__Task details__: Read through the data, and wherever a line holds the word "spotted", write that line out.

Stored dataset items:
──────

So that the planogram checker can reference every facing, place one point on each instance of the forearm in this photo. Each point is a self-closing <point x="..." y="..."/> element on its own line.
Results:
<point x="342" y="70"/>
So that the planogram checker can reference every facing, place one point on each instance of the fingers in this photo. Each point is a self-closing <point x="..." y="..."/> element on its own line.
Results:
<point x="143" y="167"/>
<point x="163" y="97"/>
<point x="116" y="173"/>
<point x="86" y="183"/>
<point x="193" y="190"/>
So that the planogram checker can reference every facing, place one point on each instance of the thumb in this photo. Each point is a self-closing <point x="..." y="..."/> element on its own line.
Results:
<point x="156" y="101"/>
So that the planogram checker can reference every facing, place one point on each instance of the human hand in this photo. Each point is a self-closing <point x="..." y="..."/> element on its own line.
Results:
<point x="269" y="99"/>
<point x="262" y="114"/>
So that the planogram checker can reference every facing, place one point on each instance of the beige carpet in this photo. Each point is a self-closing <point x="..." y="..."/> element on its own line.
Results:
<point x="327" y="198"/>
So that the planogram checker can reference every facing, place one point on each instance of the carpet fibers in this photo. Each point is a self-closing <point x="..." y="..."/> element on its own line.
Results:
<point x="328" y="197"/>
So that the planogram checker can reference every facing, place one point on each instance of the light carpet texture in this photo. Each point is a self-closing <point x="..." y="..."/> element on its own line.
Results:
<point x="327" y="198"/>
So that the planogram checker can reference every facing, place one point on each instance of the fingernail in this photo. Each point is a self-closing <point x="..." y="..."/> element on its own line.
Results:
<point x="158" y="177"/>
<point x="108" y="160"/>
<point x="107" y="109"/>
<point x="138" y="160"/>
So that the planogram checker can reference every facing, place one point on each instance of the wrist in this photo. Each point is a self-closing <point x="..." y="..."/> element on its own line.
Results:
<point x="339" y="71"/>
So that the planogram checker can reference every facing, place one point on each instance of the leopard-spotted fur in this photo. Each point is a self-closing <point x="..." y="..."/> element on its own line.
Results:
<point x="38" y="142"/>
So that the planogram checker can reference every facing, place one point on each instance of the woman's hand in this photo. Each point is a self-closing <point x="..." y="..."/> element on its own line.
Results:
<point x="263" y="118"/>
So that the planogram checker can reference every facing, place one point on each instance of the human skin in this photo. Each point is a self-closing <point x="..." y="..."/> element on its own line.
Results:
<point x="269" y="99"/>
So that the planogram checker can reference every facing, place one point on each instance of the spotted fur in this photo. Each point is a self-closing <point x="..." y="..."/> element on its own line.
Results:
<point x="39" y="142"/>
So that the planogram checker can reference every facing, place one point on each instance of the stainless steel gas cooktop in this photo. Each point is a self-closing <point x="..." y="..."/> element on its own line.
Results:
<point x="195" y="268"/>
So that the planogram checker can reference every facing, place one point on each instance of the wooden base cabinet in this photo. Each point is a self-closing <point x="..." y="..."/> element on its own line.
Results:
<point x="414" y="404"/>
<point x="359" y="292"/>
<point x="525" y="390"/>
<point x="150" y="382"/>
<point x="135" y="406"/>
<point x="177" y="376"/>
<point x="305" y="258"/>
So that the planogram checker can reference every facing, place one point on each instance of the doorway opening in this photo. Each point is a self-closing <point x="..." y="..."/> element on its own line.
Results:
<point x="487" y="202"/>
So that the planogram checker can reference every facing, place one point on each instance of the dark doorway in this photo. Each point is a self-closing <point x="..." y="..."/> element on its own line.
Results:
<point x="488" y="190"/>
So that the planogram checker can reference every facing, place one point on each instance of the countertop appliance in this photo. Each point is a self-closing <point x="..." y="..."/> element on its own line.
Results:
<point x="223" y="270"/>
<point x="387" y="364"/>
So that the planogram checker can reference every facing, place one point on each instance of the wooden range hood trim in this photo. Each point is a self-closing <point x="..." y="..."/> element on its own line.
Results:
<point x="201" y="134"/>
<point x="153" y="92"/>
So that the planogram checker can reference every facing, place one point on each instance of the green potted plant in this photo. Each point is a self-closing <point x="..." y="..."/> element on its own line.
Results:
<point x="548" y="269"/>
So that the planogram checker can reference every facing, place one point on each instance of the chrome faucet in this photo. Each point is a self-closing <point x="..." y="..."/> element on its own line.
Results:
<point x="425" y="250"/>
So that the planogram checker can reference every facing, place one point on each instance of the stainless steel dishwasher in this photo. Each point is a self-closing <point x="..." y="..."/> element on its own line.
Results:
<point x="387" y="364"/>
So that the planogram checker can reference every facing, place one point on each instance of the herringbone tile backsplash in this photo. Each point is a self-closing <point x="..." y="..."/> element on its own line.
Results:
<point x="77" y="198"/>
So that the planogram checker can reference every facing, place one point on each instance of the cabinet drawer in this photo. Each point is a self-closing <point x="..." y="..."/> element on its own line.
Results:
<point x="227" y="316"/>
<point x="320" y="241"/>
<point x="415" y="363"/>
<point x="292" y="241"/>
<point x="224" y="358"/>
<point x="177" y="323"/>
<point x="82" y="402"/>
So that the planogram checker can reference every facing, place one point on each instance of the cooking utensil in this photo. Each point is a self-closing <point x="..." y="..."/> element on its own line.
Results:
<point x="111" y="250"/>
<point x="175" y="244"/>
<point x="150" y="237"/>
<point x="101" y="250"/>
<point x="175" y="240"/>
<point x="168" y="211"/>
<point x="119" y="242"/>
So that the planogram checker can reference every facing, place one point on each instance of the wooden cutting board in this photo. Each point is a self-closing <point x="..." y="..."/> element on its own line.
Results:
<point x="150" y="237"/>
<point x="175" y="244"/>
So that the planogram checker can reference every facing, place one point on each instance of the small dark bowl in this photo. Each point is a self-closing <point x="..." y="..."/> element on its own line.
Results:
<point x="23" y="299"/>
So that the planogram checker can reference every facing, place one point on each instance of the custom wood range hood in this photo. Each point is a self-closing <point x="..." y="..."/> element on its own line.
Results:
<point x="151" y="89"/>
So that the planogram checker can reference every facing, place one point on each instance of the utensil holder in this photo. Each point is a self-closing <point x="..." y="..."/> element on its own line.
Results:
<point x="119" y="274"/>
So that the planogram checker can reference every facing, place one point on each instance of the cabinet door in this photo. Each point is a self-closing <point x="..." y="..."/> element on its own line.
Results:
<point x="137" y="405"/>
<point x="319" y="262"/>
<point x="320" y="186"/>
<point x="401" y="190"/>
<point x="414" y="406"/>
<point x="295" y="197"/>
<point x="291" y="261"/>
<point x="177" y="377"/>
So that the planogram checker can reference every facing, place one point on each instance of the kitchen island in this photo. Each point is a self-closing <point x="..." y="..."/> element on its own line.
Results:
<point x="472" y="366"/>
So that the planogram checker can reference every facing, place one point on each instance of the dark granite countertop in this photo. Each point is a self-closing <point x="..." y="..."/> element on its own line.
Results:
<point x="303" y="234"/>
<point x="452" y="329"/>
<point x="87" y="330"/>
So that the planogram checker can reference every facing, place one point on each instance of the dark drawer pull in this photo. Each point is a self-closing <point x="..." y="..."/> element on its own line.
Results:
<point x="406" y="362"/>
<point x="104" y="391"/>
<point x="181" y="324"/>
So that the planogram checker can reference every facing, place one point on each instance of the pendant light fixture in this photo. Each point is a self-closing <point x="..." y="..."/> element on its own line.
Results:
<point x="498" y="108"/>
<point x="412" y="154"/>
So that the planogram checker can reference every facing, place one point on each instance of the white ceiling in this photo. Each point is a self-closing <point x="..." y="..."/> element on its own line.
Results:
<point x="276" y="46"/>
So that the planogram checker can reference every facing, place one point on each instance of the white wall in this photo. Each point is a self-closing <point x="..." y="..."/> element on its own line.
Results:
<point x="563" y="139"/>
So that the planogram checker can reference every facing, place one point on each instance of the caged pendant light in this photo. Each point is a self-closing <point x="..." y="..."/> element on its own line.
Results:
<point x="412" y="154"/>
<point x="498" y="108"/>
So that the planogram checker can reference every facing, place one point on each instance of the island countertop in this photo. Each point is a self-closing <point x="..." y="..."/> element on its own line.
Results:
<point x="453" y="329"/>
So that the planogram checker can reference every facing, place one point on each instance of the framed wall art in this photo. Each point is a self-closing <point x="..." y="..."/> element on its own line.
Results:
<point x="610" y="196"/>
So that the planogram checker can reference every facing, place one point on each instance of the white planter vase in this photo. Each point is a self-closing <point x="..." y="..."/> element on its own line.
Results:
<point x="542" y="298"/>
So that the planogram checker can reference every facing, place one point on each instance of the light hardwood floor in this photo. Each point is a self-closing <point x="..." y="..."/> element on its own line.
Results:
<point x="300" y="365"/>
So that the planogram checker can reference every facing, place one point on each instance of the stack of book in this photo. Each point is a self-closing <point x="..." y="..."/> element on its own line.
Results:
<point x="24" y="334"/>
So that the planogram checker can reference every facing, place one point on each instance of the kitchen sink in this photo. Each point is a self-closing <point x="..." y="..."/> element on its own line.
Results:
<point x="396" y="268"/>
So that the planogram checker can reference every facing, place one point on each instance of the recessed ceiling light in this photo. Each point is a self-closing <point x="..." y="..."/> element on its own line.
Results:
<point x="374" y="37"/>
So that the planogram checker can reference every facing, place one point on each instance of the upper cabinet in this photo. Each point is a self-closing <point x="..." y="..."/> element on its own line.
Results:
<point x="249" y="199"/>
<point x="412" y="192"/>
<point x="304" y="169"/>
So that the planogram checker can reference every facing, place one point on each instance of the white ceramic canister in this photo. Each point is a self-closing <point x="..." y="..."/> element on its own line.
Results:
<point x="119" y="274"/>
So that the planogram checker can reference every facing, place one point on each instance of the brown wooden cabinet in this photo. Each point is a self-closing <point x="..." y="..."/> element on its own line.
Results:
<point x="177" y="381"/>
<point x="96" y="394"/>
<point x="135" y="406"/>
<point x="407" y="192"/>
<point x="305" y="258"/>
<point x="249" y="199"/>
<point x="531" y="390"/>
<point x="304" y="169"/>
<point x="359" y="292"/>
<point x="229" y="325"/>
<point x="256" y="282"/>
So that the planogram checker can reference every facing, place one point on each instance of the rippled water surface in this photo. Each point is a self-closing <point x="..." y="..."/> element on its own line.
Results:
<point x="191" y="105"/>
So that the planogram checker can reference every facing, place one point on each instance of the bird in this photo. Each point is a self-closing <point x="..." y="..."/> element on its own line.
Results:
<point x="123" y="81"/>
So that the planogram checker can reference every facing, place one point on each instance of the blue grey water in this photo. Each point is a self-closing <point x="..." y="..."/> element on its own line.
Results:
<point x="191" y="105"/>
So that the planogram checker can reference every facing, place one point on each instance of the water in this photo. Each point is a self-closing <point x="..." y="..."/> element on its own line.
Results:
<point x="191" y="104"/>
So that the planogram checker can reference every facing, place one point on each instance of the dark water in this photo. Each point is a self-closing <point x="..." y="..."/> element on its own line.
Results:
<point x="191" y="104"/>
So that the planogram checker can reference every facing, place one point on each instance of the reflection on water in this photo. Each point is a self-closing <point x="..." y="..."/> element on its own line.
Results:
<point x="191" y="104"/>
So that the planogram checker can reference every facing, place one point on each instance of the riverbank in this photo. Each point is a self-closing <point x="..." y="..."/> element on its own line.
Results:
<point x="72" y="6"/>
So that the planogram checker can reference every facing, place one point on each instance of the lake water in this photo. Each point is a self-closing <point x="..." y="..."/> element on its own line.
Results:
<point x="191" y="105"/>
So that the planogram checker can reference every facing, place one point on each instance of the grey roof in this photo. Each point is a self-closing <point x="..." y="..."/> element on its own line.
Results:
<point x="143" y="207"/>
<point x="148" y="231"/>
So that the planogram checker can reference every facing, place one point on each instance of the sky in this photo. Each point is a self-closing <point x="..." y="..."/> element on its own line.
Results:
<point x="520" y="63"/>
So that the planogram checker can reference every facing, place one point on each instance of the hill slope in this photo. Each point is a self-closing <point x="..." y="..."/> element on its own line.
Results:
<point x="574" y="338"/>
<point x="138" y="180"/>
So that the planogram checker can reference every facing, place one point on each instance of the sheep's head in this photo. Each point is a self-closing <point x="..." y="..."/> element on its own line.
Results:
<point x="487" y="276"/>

──────

__Answer space__:
So that the planogram checker can reference every facing, place one point on each instance of the leopard-spotted fur in this photo. Each point is a self-closing <point x="..." y="..."/> element on its own line.
So that the planogram checker can reference every facing, place one point on each instance of the spotted fur in this photo. Each point is a self-closing <point x="..." y="..."/> element on its own line.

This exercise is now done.